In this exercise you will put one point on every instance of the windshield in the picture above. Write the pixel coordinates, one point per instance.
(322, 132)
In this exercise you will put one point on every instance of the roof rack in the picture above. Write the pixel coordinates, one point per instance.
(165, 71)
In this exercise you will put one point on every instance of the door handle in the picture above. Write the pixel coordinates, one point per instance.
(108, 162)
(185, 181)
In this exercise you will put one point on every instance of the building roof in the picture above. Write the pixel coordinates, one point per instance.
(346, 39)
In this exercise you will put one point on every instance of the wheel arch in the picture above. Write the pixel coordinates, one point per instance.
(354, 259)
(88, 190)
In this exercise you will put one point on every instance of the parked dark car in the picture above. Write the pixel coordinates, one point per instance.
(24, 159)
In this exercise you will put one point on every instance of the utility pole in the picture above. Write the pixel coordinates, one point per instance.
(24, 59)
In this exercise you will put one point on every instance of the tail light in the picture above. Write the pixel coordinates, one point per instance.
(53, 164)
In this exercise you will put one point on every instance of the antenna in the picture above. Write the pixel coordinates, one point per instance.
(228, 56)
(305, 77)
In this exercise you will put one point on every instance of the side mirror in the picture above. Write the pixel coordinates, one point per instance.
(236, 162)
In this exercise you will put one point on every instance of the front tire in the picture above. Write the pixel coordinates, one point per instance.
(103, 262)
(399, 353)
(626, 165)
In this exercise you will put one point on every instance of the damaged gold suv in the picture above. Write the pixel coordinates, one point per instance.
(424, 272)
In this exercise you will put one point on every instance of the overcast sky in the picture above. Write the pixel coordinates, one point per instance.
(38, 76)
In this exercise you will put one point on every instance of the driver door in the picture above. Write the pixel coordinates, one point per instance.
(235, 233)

...

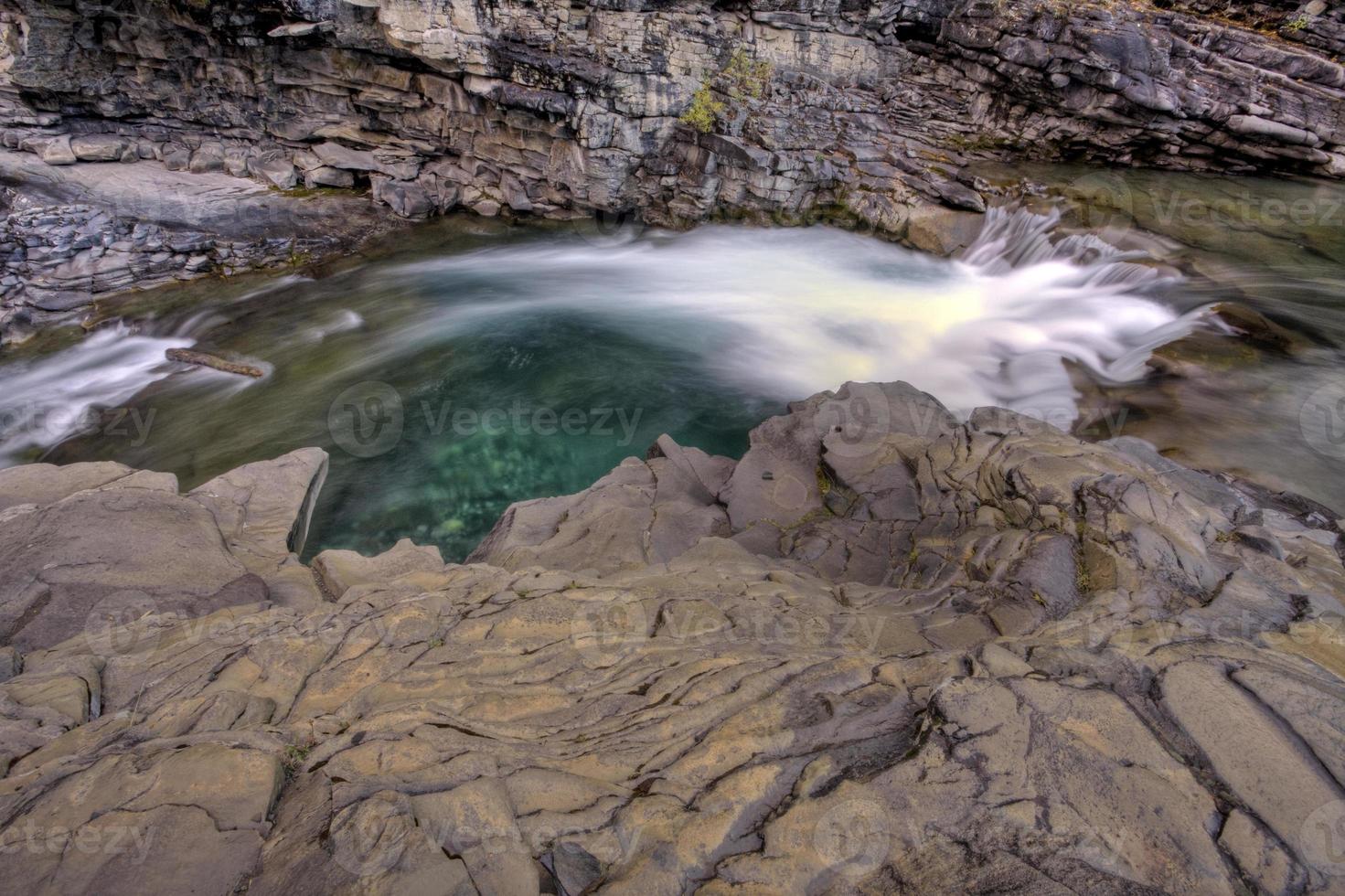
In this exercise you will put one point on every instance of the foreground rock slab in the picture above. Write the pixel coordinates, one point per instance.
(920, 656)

> Énoncé: Quelles lignes des enregistrements ci-dessus contiennent le mot « rock », en respectant la casse ? Repérez-les et recopiez chacune d'elles.

> Corrigé:
In this exercise you will put one point on every instance of the foreground rock slab in the picture above. Write the pixel coordinates, one point per instance.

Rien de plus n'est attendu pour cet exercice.